### EXERCISE PROMPT
Transcribe the Dask Bags introduction below in full, preserving every character, line break, and formatting mark.

# Dask Bags


Dask Bag implements operations like `map`, `filter`, `groupby` and aggregations on collections of Python objects. It does this in parallel and in small memory using Python iterators. It is similar to a parallel version of itertools or a Pythonic version of the PySpark RDD.

Dask Bags are often used to do simple preprocessing on log files, JSON records, or other user defined Python objects.

Full API documentation is available here: http://docs.dask.org/en/latest/bag-api.html

## Create Random Data

We create a random set of record data and store it to disk as many JSON files.  This will serve as our data for this notebook.

[Extracted lines]
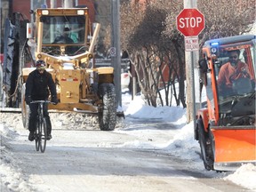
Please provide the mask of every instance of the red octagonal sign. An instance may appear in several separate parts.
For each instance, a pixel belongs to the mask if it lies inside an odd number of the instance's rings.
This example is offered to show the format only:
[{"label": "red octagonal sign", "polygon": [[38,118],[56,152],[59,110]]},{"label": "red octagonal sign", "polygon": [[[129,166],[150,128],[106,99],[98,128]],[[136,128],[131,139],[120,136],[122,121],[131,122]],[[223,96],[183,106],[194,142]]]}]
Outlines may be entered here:
[{"label": "red octagonal sign", "polygon": [[176,22],[177,29],[185,36],[198,36],[204,28],[204,16],[197,9],[183,9]]}]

### ANSWER TO THIS PROBLEM
# Dask Bags


Dask Bag implements operations like `map`, `filter`, `groupby` and aggregations on collections of Python objects. It does this in parallel and in small memory using Python iterators. It is similar to a parallel version of itertools or a Pythonic version of the PySpark RDD.

Dask Bags are often used to do simple preprocessing on log files, JSON records, or other user defined Python objects.

Full API documentation is available here: http://docs.dask.org/en/latest/bag-api.html

## Create Random Data

We create a random set of record data and store it to disk as many JSON files.  This will serve as our data for this notebook.